*** Exercise material Section Begins ***
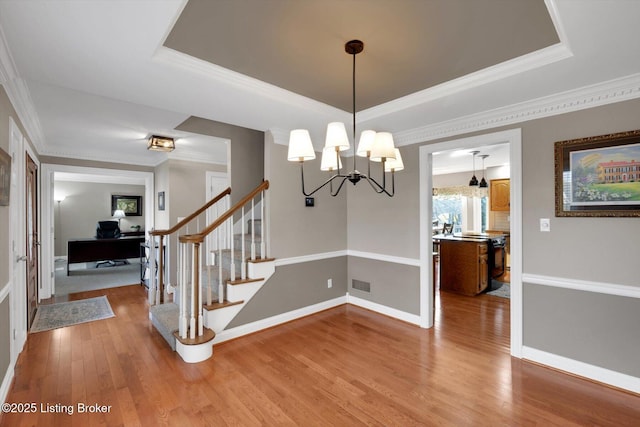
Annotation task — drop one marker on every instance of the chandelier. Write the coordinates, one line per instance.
(375, 146)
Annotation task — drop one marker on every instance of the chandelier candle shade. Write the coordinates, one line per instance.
(474, 181)
(483, 182)
(375, 146)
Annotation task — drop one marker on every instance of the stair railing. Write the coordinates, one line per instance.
(157, 277)
(191, 259)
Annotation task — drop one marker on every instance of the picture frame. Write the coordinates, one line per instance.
(5, 177)
(131, 205)
(598, 176)
(161, 200)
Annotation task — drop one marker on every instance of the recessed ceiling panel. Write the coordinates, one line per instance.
(410, 45)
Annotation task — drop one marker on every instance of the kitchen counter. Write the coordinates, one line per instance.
(476, 237)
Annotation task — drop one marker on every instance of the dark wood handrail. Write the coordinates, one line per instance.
(199, 238)
(190, 217)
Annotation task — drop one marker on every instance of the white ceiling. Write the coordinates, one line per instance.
(85, 74)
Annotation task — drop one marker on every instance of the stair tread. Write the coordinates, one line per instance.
(217, 305)
(242, 281)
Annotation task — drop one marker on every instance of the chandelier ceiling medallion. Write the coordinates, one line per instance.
(375, 146)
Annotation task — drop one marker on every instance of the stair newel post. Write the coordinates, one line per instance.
(160, 294)
(253, 231)
(152, 270)
(194, 279)
(182, 256)
(263, 251)
(243, 257)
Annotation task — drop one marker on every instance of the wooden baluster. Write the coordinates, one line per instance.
(210, 278)
(263, 250)
(243, 256)
(253, 232)
(232, 267)
(152, 271)
(182, 254)
(160, 291)
(219, 265)
(192, 309)
(198, 258)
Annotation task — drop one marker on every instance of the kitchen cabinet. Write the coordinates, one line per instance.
(464, 266)
(500, 194)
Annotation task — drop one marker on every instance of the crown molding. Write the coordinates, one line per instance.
(609, 92)
(194, 156)
(521, 64)
(104, 157)
(172, 58)
(494, 73)
(19, 95)
(7, 66)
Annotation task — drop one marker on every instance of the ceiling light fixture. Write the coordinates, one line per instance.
(483, 182)
(161, 143)
(474, 181)
(375, 146)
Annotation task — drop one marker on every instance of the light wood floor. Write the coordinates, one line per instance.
(342, 367)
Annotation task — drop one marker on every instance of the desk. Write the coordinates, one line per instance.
(93, 249)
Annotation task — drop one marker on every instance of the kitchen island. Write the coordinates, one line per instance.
(467, 261)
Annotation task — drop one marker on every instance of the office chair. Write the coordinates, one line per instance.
(109, 230)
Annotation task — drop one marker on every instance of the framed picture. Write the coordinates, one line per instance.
(161, 200)
(131, 205)
(5, 177)
(598, 176)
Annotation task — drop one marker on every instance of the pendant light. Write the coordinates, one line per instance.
(483, 182)
(474, 181)
(375, 146)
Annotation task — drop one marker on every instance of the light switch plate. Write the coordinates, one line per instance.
(545, 224)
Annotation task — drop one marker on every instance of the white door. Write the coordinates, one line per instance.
(217, 182)
(17, 263)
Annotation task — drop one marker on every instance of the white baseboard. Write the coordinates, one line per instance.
(383, 309)
(269, 322)
(596, 373)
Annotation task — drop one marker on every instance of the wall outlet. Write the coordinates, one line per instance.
(545, 224)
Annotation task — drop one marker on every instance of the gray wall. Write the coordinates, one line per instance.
(6, 111)
(391, 284)
(186, 191)
(246, 152)
(593, 328)
(296, 229)
(598, 329)
(161, 183)
(5, 336)
(295, 286)
(592, 249)
(85, 204)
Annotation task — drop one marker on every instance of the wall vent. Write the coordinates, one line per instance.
(360, 285)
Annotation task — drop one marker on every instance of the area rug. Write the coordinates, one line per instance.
(53, 316)
(502, 290)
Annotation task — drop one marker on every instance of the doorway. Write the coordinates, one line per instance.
(514, 139)
(49, 172)
(32, 238)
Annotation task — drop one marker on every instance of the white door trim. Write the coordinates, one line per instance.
(18, 297)
(514, 138)
(47, 179)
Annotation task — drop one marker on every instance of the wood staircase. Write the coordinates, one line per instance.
(211, 289)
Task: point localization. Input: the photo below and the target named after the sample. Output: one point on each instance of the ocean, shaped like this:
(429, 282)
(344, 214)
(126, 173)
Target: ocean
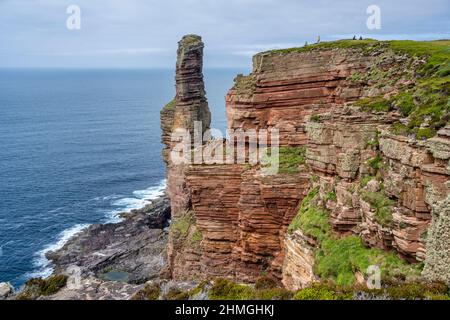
(77, 148)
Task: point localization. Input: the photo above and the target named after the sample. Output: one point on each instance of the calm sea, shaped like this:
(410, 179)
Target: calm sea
(76, 148)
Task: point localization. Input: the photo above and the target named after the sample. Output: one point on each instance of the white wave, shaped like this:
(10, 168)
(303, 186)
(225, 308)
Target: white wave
(141, 199)
(44, 266)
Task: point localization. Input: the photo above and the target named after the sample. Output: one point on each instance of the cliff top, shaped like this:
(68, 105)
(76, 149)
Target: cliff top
(437, 51)
(189, 40)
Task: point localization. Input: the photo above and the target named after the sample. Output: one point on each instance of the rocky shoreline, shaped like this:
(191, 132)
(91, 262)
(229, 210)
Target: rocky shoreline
(113, 260)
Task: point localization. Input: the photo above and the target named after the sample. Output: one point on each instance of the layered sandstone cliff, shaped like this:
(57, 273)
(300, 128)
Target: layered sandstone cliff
(335, 107)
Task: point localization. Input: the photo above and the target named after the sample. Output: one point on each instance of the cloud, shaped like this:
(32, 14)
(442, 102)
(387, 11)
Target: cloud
(144, 33)
(101, 52)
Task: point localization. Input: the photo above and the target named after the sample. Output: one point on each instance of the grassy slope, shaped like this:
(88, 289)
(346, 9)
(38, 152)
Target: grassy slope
(426, 105)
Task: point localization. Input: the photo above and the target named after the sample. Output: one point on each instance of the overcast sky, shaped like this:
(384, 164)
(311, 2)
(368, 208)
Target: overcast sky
(144, 33)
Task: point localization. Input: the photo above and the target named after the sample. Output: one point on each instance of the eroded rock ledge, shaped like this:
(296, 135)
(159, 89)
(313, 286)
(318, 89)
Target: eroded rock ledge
(334, 101)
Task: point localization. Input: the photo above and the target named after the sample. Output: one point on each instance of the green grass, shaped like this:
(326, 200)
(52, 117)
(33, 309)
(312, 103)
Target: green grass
(376, 163)
(367, 45)
(382, 205)
(289, 159)
(322, 291)
(149, 292)
(224, 289)
(377, 104)
(180, 225)
(197, 236)
(330, 196)
(312, 220)
(365, 180)
(427, 103)
(338, 259)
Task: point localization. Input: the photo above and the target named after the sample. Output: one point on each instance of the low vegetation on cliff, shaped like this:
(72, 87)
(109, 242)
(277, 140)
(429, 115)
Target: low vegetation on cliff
(339, 259)
(289, 159)
(422, 85)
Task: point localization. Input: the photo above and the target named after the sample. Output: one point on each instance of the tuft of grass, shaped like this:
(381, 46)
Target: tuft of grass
(376, 104)
(289, 159)
(382, 205)
(376, 163)
(176, 294)
(197, 236)
(366, 45)
(149, 292)
(365, 180)
(338, 259)
(224, 289)
(330, 196)
(313, 221)
(322, 291)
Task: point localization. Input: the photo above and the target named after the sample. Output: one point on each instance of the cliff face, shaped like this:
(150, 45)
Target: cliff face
(335, 108)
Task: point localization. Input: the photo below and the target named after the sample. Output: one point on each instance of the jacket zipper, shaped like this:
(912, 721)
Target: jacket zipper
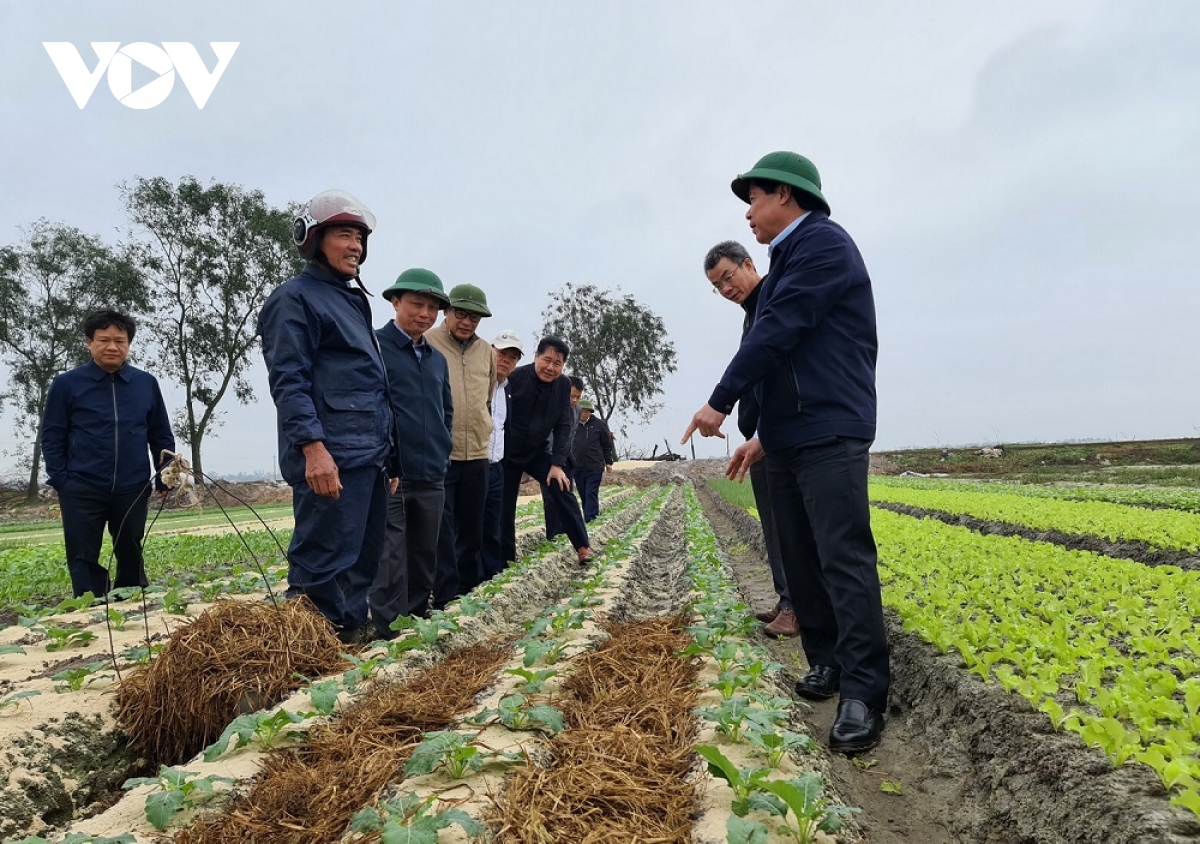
*** Exercise material Section Ends ***
The task: Your response should be made up of the lines in the data that contain the word "zipper".

Response below:
Task: point localization. Input: the photo below and the target named after the sample. Output: one point on each instance of the jacket zipper, shaped like this:
Target: jacket zipper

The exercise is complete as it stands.